EXCERPT:
As with vitamin E, vitamin C may reduce glycosylation. Vitamin C also lowers sorbitol levels in people with diabetes. Sorbitol is a sugar that can accumulate inside the cells and damage the eyes, nerves, and kidneys of people with diabetes. Vitamin C may improve glucose tolerance in type 2 diabetes,although not every study confirms this benefit. Vitamin C supplementation (500 mg twice a day for one year) has significantly reduced urinary protein loss in people with diabetes. Urinary protein loss (also called proteinuria) is associated with poor prognosis in diabetes. Many doctors suggest that people with diabetes supplement with 1 to 3 grams per day of vitamin C. Higher amounts could be problematic, however. In one person, 4.5 grams per day was reported to increase blood sugar levels.

One study examined antioxidant supplement intake, including both vitamins E and C, and the incidence of diabetic retinopathy (damage to the eyes caused by diabetes). Surprisingly, people with extensive retinopathy had a greater likelihood of having taken vitamin C and vitamin E supplements. The outcome of this trial, however, does not fit with most other published data and might simply reflect the fact that sicker people are more likely to take supplements in hopes of getting better. For the present, most doctors remain relatively unconcerned about the outcome of this isolated report.

WHAT YOU NEED TO DO:
1 > Copy out the stretch of the vitamin C passage from "One study examined" through "this isolated report.".
2 > Summarize the vitamin C passage in two sentences.
None of the rows are needed.

EXTRACTED ENTRIES:
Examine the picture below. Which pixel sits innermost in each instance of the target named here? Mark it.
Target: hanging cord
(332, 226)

---

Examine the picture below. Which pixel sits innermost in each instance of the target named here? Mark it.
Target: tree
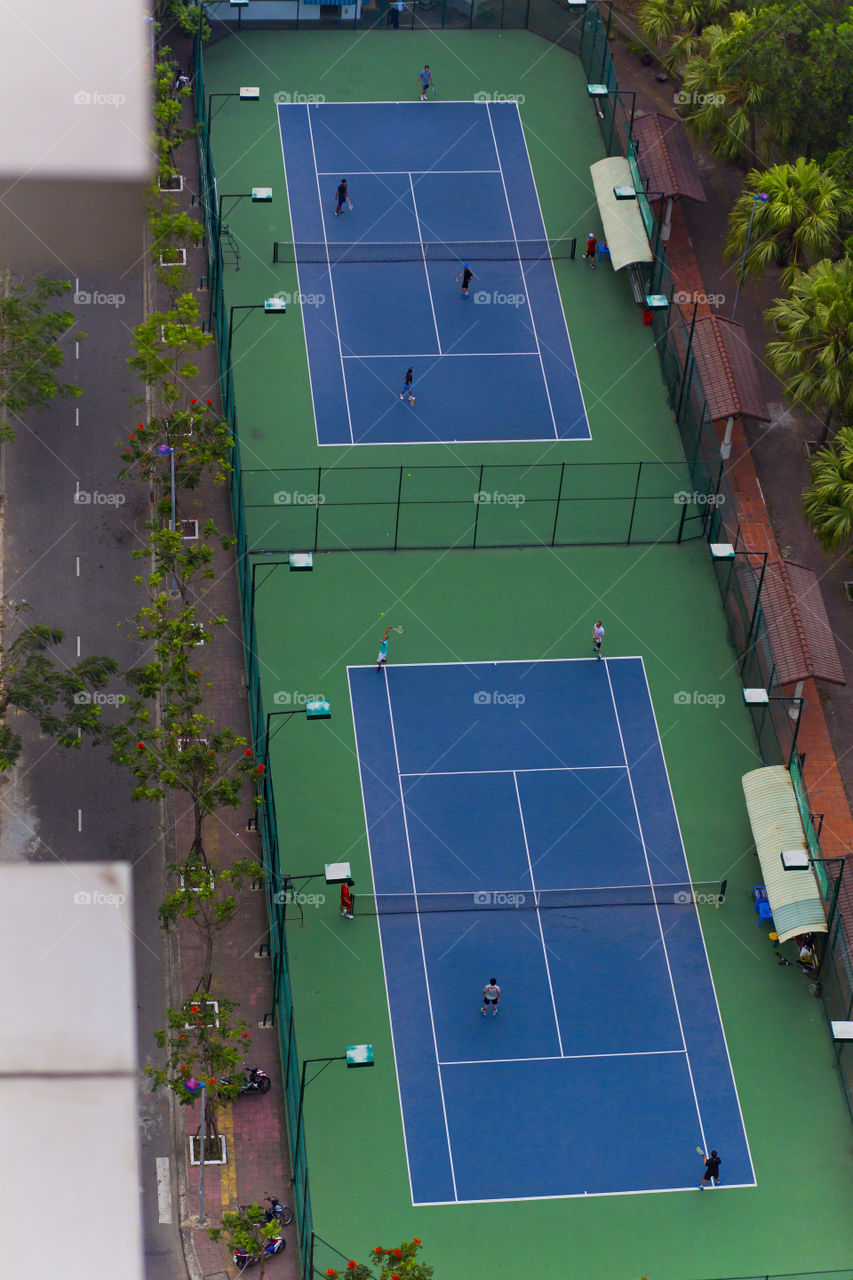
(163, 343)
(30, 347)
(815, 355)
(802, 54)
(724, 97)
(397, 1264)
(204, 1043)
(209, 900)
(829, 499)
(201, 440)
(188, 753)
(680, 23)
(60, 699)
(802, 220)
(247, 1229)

EXERCISE RESULTS:
1 >
One study examined antioxidant supplement intake, including both vitamins E and C, and the incidence of diabetic retinopathy (damage to the eyes caused by diabetes). Surprisingly, people with extensive retinopathy had a greater likelihood of having taken vitamin C and vitamin E supplements. The outcome of this trial, however, does not fit with most other published data and might simply reflect the fact that sicker people are more likely to take supplements in hopes of getting better. For the present, most doctors remain relatively unconcerned about the outcome of this isolated report.

2 > Vitamin C may reduce glycosylation and lowers sorbitol in people with diabetes, and taking 500 mg twice a day for one year has significantly reduced urinary protein loss. However, doses above the 1 to 3 grams per day many doctors suggest could be problematic, and one study linking vitamin C and E supplements to extensive diabetic retinopathy conflicts with most other published data.